__APPLY WHAT YOU READ__:
1. Duplicate the passage of the breastfeeding article from "You might need" up to and including "for a year.".
2. In the breastfeeding article, which two cancers does research suggest breastfeeding can lower the risk of?
3. Resume the breastfeeding article after its last sentence.

The Benefits and Drawbacks of Breastfeeding
- Bambino Mio
- 29 / 09 / 2023
For your attention: The nutritional information within this article is intended solely for general informational purposes. It is not to be considered as a replacement for tailored medical advice from a certified healthcare professional. It is imperative to consult with your paediatrician or a qualified medical expert before introducing new food items such as fish or nuts into your infant's dietary regimen, especially if there are pre-existing health concerns or a familial history of allergies.
Inside this Article:
- The pros of breastfeeding
- The downsides of breastfeeding
- The pros of formula feeding
- Your partner or other loved ones can feed your baby
- Bottle-fed babies often feed less frequently
- You can have the occasional coffee
- The downsides of formula feeding
Making the choice between breastfeeding and bottle feeding your baby can be a difficult decision for some parents. Many mums find breastfeeding easy and convenient while others find bottle feeding or mixed feeding works best for their family.
Your decision about breast or formula (or both) may well depend on your lifestyle, your preferences and your plans, if any, for returning to work. Making an informed choice is important, so we’ll take a quick look at the pros and cons of breastfeeding and of formula feeding to help you make your decision.
The pros of breastfeeding
Breastfeeding is (almost) free
Breast milk is, like the NHS, free at the point of delivery! It’s also ready and waiting for your baby when they’re born and doesn’t need any preparation or waiting around.
You might need to buy nursing bras and tops to wear while you’re breastfeeding your baby, as well as breast pumps and storage bags or bottles for your milk, but this is still cheaper than formula for a year.
Breastfeeding has health benefits for your baby and you
Breast milk gives your baby all the proteins, fluid, fats, vitamins and minerals they need to grow and thrive. It also gives them antibodies to combat infections and helps your baby to develop their immune and digestive systems.
There’s health benefits for you, too, as research suggests that breastfeeding can lower the risk of breast cancer and ovarian cancer.

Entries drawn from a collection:
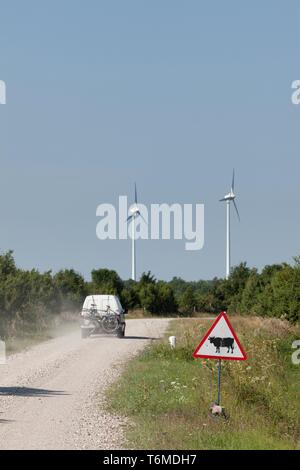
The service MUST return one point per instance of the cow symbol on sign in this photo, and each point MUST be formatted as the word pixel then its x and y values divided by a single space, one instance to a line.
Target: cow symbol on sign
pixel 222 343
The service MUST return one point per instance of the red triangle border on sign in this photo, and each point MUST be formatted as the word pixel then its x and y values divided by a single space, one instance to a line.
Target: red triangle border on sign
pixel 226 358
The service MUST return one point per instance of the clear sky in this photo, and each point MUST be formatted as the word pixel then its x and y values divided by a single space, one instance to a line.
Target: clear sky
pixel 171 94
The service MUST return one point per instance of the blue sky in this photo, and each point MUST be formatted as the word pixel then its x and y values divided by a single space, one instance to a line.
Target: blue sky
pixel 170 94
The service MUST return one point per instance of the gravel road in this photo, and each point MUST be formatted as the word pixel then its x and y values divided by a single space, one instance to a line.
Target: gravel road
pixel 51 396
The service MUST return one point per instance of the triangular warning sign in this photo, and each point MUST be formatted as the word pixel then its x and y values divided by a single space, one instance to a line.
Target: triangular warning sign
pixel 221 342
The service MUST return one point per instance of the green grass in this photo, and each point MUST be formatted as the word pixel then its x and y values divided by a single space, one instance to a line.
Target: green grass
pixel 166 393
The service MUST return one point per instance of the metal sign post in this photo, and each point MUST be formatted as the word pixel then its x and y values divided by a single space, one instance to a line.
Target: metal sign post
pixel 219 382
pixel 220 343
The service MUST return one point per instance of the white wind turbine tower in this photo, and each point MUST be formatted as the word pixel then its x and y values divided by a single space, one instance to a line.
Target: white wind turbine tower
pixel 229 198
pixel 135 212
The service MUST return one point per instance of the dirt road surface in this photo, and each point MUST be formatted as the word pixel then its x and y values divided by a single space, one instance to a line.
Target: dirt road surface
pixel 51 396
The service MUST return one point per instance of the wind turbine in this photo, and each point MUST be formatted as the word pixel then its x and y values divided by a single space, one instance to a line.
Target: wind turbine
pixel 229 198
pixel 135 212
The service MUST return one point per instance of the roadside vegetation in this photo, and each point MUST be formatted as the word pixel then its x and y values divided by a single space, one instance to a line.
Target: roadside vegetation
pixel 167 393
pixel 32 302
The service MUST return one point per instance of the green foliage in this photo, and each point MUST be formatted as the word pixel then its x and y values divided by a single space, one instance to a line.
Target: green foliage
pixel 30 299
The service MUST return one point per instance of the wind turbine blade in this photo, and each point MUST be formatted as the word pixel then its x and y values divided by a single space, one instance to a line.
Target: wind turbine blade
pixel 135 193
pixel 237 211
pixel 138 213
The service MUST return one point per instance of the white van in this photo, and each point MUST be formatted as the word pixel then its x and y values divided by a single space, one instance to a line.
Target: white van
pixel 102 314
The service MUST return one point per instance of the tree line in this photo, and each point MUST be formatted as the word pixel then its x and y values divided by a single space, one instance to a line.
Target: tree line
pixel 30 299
...
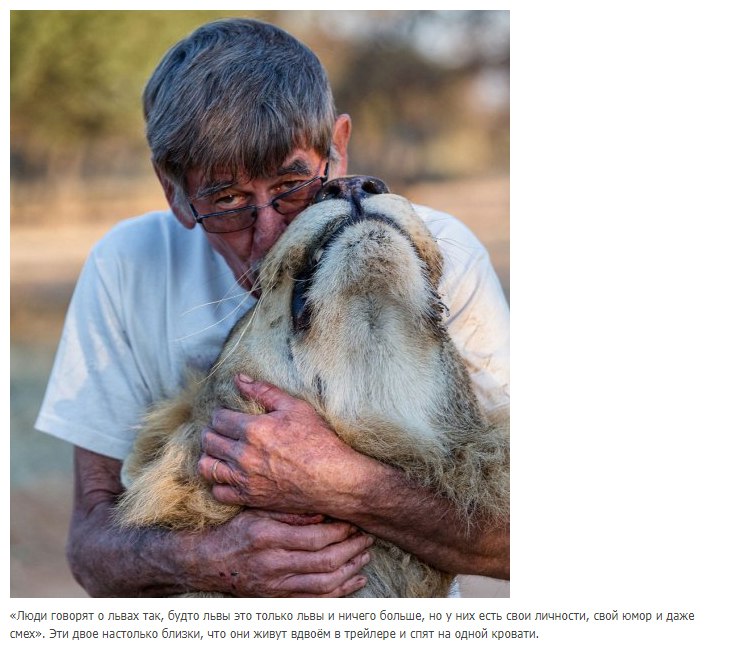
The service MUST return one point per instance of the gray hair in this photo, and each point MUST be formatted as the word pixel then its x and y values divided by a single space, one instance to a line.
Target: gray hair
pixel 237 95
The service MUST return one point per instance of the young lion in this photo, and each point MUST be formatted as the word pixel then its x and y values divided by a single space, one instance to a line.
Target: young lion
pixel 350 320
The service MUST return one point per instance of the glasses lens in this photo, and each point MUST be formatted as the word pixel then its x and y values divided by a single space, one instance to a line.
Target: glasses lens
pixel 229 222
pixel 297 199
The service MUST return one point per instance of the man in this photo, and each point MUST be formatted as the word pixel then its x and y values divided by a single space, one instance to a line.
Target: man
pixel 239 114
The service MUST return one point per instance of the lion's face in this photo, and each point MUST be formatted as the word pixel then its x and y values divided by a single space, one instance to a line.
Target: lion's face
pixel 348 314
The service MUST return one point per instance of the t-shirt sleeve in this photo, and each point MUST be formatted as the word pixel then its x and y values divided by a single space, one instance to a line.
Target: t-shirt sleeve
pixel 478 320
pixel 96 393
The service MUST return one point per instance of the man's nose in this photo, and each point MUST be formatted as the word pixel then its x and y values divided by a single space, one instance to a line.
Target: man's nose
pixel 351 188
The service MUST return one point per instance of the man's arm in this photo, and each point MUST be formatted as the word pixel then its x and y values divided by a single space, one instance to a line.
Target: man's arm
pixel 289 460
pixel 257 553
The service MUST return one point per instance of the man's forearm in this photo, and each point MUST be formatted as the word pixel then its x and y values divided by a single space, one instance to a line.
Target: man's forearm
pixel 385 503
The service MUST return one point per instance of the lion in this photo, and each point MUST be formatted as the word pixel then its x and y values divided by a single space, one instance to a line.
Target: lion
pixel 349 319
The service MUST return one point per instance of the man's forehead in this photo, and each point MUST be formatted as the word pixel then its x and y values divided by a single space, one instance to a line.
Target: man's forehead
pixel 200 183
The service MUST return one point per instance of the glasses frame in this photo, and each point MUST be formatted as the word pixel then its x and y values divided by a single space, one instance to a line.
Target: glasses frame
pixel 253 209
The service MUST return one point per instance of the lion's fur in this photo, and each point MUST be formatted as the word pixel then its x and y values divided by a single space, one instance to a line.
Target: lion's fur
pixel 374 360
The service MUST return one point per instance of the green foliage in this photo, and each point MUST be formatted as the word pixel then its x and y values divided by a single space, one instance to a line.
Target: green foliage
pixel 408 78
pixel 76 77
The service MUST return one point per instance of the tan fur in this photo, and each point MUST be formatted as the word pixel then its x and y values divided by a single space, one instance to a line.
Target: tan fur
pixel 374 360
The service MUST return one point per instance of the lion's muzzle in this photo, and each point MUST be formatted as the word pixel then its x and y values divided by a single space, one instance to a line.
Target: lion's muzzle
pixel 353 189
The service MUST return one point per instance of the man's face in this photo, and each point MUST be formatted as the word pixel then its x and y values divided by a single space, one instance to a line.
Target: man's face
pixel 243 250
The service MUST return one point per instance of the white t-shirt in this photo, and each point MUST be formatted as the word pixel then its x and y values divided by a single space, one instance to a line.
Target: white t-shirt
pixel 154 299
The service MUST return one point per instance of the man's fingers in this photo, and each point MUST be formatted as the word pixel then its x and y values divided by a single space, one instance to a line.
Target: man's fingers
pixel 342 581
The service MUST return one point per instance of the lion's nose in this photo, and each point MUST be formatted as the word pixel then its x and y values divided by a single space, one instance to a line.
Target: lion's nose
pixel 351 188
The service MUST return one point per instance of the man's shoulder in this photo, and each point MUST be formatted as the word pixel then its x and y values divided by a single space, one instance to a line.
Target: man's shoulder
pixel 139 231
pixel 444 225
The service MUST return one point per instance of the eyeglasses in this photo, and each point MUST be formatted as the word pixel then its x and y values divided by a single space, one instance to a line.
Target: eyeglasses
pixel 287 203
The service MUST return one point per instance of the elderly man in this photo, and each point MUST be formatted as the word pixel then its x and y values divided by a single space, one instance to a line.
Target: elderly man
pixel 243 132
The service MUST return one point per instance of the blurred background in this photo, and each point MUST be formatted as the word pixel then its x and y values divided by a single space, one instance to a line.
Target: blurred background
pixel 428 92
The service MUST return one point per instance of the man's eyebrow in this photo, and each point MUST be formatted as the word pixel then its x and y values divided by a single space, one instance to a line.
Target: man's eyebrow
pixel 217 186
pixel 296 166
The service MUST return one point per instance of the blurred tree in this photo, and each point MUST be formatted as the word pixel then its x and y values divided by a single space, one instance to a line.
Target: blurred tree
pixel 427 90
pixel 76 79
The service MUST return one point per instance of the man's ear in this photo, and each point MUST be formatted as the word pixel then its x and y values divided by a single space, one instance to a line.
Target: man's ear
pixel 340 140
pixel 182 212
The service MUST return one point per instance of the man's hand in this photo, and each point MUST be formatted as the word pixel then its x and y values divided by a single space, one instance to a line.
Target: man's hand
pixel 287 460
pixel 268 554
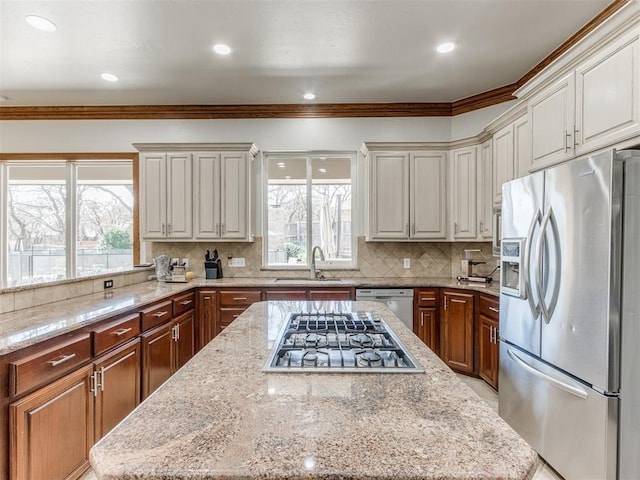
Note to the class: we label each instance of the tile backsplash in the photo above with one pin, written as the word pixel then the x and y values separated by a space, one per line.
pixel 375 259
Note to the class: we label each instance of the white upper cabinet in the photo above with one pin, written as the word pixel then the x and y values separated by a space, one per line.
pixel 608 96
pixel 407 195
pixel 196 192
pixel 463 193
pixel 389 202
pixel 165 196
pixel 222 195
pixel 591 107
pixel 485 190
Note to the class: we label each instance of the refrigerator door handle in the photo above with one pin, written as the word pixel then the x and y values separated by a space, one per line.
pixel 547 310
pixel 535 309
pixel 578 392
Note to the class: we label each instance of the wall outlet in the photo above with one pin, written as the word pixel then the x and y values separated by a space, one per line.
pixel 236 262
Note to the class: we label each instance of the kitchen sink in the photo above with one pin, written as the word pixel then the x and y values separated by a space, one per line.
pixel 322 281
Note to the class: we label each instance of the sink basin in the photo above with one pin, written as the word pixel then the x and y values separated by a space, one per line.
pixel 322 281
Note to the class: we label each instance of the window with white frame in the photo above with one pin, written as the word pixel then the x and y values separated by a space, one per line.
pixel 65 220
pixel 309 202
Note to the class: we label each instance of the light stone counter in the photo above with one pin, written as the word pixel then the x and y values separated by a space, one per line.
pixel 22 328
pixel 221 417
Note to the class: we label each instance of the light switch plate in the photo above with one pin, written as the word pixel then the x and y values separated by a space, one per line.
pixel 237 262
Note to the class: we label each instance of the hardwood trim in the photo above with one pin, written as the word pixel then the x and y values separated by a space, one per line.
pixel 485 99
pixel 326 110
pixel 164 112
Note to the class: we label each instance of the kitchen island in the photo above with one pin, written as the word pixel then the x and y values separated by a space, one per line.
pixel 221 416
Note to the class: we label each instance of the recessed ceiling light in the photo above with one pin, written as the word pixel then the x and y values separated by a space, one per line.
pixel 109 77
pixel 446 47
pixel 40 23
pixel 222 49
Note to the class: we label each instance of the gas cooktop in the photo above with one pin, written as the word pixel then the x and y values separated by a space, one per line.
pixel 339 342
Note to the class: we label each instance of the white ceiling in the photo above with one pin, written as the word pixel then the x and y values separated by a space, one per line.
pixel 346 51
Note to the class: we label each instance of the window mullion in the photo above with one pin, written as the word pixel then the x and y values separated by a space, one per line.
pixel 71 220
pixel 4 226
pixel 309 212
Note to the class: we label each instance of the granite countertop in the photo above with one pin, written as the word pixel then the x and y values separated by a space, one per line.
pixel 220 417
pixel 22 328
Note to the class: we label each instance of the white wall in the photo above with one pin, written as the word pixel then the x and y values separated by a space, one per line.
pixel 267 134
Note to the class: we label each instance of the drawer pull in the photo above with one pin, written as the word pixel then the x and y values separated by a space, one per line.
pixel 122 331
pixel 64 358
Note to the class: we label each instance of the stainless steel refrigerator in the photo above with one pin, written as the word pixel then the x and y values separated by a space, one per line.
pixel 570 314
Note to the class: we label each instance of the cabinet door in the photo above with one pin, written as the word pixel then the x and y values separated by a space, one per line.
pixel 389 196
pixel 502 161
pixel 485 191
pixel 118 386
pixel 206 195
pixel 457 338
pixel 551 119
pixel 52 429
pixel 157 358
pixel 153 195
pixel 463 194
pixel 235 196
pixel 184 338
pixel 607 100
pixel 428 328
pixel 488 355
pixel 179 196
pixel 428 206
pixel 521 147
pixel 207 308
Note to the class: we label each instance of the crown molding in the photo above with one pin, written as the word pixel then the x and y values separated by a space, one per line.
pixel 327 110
==
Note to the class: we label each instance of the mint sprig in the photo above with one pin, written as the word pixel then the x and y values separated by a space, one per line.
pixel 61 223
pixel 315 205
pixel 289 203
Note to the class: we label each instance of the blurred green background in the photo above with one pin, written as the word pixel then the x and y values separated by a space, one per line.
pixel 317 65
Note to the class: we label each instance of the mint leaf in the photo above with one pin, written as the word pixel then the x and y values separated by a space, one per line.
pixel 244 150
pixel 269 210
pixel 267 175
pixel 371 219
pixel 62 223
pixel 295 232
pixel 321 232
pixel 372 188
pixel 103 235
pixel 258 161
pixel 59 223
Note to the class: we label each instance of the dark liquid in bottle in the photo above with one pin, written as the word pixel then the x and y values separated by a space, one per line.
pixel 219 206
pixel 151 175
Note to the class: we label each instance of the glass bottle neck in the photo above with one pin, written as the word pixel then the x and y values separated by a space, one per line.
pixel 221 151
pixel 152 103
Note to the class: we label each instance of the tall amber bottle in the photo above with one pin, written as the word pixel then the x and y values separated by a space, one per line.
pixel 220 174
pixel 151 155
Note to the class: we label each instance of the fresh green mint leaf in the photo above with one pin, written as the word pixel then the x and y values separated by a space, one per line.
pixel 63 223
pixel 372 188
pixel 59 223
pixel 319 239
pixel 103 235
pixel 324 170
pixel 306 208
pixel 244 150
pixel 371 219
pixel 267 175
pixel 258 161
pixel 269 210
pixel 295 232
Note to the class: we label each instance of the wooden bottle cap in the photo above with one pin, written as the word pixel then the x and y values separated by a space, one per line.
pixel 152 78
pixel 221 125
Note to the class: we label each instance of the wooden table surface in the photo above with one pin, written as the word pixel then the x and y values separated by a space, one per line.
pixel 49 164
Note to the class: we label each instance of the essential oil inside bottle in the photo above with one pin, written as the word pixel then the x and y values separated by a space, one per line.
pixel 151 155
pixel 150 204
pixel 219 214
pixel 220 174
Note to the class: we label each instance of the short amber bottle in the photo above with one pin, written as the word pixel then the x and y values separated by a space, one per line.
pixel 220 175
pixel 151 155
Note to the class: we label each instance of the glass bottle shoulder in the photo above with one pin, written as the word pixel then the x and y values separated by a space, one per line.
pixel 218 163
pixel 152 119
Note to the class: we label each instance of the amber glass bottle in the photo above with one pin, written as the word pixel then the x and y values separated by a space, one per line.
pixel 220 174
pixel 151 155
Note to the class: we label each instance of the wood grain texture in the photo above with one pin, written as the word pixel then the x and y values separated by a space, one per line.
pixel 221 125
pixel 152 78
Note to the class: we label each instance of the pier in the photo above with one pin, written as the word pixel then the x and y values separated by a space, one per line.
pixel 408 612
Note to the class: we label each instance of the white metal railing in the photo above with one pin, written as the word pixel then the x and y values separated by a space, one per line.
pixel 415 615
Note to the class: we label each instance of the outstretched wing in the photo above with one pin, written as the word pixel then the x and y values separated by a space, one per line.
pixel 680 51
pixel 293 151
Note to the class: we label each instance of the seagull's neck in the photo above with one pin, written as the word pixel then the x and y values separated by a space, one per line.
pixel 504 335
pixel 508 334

__RESULTS IN ORDER__:
1.
You might need to buy nursing bras and tops to wear while you’re breastfeeding your baby, as well as breast pumps and storage bags or bottles for your milk, but this is still cheaper than formula for a year.

2. Breast cancer and ovarian cancer.

3.
The downsides of breastfeeding
Breastfeeding can be tough for some women
Breastfeeding is natural, but it doesn’t always come naturally as it involves a learning curve. It can also be quite painful to start with and some babies have problems with latching on. Breastfeeding can take time to get right and this can be a frustrating process for both baby and parents.
There’s also the risk of conditions like mastitis, which can be very painful and can make sufferers feel quite ill. There is a lot of help available, though, both online, over the phone and in person, so don’t feel that you have to struggle alone.
Breastfeeding can be time consuming
Especially in the early days, when your baby has a tiny stomach and you’re still getting the hang of breastfeeding.
While you’re breastfeeding, you also need to monitor your caffeine and alcohol consumption, as well as making sure that you’re not taking any medications which might pass through your milk.
It’s also possible for cows’ milk proteins to pass through into your milk, so if your baby has a CMP allergy - or any other allergy - you’ll need to exclude potential triggers from your diet.
The pros of formula feeding
Your partner or other loved ones can feed your baby
Bottle feeding means that other people can feed your baby, so your partner can do some of the night feeds and also spend some quality time bonding with your baby.
Bottle-fed babies often feed less frequently
Formula-fed babies tend to take in a little more milk each feed and seem to take longer to digest the formula, which means longer gaps between feeds. It’s also handy to be able to see how much milk your baby’s drinking each day.
You can have the occasional coffee
You can even treat yourself to a glass of wine now and again! You also don’t need to stop or change medication if you’re formula feeding your baby.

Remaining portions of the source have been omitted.